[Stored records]
+ + + + +

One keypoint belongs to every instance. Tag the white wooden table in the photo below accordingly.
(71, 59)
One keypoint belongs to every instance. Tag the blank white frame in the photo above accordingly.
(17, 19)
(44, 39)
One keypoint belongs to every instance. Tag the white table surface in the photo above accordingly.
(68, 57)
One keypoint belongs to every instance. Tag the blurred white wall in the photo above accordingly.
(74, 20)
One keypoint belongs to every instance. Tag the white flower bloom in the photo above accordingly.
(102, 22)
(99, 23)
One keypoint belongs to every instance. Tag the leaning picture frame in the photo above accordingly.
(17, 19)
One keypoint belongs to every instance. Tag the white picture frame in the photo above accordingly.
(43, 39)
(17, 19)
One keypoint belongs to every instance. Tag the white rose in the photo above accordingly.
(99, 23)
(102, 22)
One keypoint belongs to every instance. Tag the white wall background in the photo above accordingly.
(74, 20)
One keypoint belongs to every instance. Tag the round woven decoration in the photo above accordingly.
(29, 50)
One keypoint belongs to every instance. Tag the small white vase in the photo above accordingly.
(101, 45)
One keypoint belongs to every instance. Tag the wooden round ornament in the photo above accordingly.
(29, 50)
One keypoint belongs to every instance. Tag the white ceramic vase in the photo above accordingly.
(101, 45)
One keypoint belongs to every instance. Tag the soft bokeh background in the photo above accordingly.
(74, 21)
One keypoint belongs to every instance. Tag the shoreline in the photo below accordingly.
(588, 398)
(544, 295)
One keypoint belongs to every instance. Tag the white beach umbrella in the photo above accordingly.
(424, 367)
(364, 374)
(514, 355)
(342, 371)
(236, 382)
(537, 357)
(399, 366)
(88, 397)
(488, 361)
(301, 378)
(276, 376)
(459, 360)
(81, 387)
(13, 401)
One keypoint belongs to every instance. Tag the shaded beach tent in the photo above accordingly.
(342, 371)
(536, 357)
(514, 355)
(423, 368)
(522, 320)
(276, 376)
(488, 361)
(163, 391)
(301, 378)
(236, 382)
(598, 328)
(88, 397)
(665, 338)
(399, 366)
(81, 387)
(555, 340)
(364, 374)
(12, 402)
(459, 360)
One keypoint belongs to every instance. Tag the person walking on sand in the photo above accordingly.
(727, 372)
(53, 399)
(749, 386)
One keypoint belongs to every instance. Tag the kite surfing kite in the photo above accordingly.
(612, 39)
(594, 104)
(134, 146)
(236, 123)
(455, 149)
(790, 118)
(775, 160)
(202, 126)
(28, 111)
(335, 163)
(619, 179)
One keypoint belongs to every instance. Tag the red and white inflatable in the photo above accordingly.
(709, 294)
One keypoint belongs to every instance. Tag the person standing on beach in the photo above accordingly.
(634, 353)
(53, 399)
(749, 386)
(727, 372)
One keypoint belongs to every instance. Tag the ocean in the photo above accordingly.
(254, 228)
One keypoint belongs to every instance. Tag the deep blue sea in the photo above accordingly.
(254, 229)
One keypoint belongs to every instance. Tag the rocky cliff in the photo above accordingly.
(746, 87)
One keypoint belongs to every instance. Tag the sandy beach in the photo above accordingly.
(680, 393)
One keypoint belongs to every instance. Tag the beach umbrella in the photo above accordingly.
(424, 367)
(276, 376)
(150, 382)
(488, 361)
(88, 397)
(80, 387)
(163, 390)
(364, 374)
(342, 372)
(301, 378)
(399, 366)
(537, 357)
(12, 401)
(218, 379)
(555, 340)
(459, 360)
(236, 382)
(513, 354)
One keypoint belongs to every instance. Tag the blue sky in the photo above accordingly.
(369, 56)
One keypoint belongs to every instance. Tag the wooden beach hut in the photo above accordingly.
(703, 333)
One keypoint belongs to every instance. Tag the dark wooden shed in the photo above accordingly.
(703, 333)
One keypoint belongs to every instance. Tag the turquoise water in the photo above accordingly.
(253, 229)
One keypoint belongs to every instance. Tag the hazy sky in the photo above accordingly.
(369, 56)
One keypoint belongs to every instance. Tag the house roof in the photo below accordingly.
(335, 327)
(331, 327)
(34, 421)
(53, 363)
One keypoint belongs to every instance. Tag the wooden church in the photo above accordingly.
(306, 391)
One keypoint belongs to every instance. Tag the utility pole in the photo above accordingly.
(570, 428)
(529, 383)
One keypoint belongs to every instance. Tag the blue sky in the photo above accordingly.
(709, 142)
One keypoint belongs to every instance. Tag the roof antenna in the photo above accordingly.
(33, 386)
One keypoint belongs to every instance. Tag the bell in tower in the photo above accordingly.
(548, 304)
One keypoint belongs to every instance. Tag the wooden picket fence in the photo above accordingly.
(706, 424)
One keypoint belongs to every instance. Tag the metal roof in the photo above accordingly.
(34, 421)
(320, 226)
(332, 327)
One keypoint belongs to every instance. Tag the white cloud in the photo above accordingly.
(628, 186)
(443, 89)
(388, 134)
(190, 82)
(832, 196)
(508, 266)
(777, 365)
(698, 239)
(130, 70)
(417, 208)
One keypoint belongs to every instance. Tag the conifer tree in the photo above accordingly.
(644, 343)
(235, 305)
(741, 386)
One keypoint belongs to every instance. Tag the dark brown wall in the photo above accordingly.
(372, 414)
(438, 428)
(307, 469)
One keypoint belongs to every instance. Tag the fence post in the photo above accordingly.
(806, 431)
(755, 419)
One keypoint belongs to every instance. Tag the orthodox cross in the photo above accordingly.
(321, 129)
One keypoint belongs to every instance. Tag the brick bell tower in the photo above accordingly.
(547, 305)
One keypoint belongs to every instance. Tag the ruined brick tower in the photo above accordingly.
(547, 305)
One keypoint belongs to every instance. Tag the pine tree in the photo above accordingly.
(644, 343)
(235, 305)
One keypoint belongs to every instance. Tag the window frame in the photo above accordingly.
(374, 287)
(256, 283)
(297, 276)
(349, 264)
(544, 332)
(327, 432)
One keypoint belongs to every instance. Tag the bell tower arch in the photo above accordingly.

+ + + + +

• [What needs to be done]: Locate the line that contains "One keypoint belongs to every instance. Tag the brick", then please quote it and every line after it to the end of the entries above, exactly and with nothing else.

• [Solution to the exercise]:
One keypoint belongs to every instance. Tag the brick bell tower in the photo above accordingly.
(547, 305)
One keypoint belongs to every instance. Tag the ruined brick tower in the photo above accordingly.
(547, 305)
One keypoint belongs to every instance. Tag the pine tree in the photo above accordingly.
(644, 343)
(235, 305)
One keypoint belongs to every instance. Tag the window frame in the photo above accordingly.
(374, 287)
(256, 283)
(297, 276)
(349, 264)
(544, 332)
(327, 432)
One keypoint belongs to every instance. Tag the bell tower arch in the photo above accordingly.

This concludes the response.